WHAT IS EXPECTED:
Convert every record below into a numbered list of its lines, omitting any blank lines.

.....

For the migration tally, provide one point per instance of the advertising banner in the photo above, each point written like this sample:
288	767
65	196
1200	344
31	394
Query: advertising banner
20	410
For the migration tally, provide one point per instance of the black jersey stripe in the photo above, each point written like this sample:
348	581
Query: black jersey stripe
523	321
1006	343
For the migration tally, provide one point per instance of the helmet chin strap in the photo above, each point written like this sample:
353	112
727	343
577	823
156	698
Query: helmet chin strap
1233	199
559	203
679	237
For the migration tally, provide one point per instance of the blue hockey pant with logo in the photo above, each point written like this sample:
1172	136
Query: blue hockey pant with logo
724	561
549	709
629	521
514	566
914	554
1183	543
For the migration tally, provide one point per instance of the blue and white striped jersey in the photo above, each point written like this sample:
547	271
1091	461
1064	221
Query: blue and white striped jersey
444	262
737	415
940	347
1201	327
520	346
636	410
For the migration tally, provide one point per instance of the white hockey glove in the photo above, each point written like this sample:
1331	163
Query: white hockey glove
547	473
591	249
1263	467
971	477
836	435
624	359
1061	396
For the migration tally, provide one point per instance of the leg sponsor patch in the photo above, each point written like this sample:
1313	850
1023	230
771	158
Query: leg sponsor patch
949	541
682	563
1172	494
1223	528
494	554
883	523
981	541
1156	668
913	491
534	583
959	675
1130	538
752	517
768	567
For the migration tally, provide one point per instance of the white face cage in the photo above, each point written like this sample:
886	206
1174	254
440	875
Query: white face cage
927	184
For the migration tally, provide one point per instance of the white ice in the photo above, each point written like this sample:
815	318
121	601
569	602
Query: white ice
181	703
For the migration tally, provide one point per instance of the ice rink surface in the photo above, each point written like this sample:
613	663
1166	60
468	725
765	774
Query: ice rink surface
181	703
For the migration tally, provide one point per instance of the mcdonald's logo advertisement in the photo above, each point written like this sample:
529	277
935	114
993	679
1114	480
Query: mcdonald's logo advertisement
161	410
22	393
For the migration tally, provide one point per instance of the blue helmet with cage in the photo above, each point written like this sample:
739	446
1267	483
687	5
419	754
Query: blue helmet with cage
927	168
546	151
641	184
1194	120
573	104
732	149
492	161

.....

PROBLEM SOLUTION:
1. For the migration tally, provide one point per instance of the advertising banner in the photo above, each point written like this sample:
2. 288	767
3. 65	196
4. 1200	344
5. 31	394
6. Query: advertising banner
7. 20	410
8. For the migration tally, provide one point per instance of the black jersey stripe in the photo above, each point written like this sample:
9. 348	581
10. Query: black jersey stripe
11. 523	321
12. 1006	343
13. For the migration tally, provide one point per instance of the helmet chin strap in the photo above, each point written like this sample:
14. 353	112
15. 727	343
16. 577	823
17. 156	698
18. Query: helmet chin strap
19. 1233	199
20. 559	203
21. 679	237
22. For the migration tally, provide one point per instance of the blue hockey pant with logo in the photo above, each point written like this sample:
23. 1172	136
24. Query: blue hockey pant with logo
25. 724	561
26. 549	709
27. 629	521
28. 514	566
29. 914	554
30. 1183	543
31. For the migration tally, provide one point per instance of the blue and white striped jersey in the photo above, each point written like this sample:
32. 547	271
33. 1091	461
34. 1064	221
35. Query: blue and white striped jersey
36. 444	262
37. 737	415
38. 940	347
39. 1201	327
40. 520	346
41. 636	410
42. For the migration tally, provide one point per instance of the white hockey glove in the photo above, each point written like this sample:
43. 1331	163
44. Query: white hockey glove
45. 547	473
46. 591	249
47. 1263	467
48. 971	477
49. 836	435
50. 624	359
51. 1061	396
52. For the migration tally, provide one point per instance of the leg sponsor patch in the photo above, each point written like this sample:
53. 1313	850
54. 1023	230
55. 771	158
56. Query: leg sponsor patch
57. 949	541
58. 682	563
59. 1172	494
60. 1223	528
61. 494	554
62. 883	523
63. 981	541
64. 1156	668
65. 913	491
66. 534	583
67. 959	675
68. 1130	538
69. 752	517
70. 768	567
71. For the migration tally, provide one point per instance of the white face cage in the photo above, each point written like this sample:
72. 886	206
73. 1174	254
74. 440	875
75. Query: white face cage
76. 927	184
77. For the migration tally, provide one point per instance of the white ice in the photo above, each point written like this sample:
78. 815	318
79. 121	601
80. 569	602
81. Query: white ice
82. 181	703
83. For the migration tally, provide one point per instance of the ice rink surface in the photo above, each point written like this sample:
84. 613	663
85. 1166	60
86. 468	725
87. 765	774
88. Query: ice rink surface
89. 181	703
90. For the migration tally, provide one point per instance of the mcdonald's logo advertisement in the photo above, each point written like this sample:
91. 529	277
92. 935	114
93. 993	679
94. 1114	480
95. Query: mcdonald's logo advertisement
96. 161	410
97. 22	393
98. For the migration tally, provide one point per instance of the blue helmet with cage in the photo above, each point written like this sample:
99. 739	446
100. 1267	483
101. 687	5
102. 419	754
103. Query: blue helmet with cage
104. 927	168
105. 546	151
106. 641	184
107. 1194	120
108. 573	104
109. 732	149
110. 492	161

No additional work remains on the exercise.